## PROBLEM TO WORK ON
List the European microstates whose nationals, according to the ETIAS text below, are excluded from the ETIAS requirement.

## Begin PAGE EXTRACT

European Travel Information and Authorisation System (ETIAS) is a planned electronic authorisation system of the European Union for visa-exempt visitors travelling to the European Union or the Schengen Area (including EFTA countries), with the exception of the Republic of Ireland, which is a member of the Common Travel Area.

It will be similar to other electronic travel authorisations, such as ESTA in the United States, as well as the systems implemented by Australia, Canada and New Zealand and planned by the United Kingdom.

ETIAS travel authorisation will be required for travel to the Schengen Area as well as Bulgaria, Cyprus, and Romania. Ireland is the only EU member state that continues to have its own visa policy and does not plan to join the Schengen Area or to require ETIAS.

The implementation of ETIAS has been postponed several times. As of 2023, it is expected to become operational in 2024, with a 6-month grace period to allow eligible travellers and staff to become familiar with the new system, and to catch possible technical problems.

History 
The idea of the an electronic travel authorisation system was first proposed by the European Commission in 2016. ETIAS was formally established by Regulation (EU) 2018/1240 of the European Parliament and of the Council of 12 September 2018.

Applicable nationalities 

ETIAS will be required from nationals of visa-exempt third countries (Annex II) except the European microstates of Andorra, Monaco, San Marino and Vatican City. It will also be required from family members of EU or Schengen nationals not holding a residence card indicating that status. However, ETIAS will not be required from family members holding such a card; from holders of visas, residence permits, local border traffic permits or refugee or stateless travel documents issued by an EU or Schengen country; from crew members; from holders of diplomatic or official passports; or from airport transit passengers. Visitors who have dual nationality of an EU or Schengen country and of a visa-exempt country (for example, Italy and Canada) will not need ETIAS if they use a travel document from the EU or Schengen country.

## End PAGE EXTRACT
## Begin DATASET CONTENT

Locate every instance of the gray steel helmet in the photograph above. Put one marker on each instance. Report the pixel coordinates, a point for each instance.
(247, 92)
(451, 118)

## End DATASET CONTENT

## RESULT
Andorra, Monaco, San Marino, Vatican City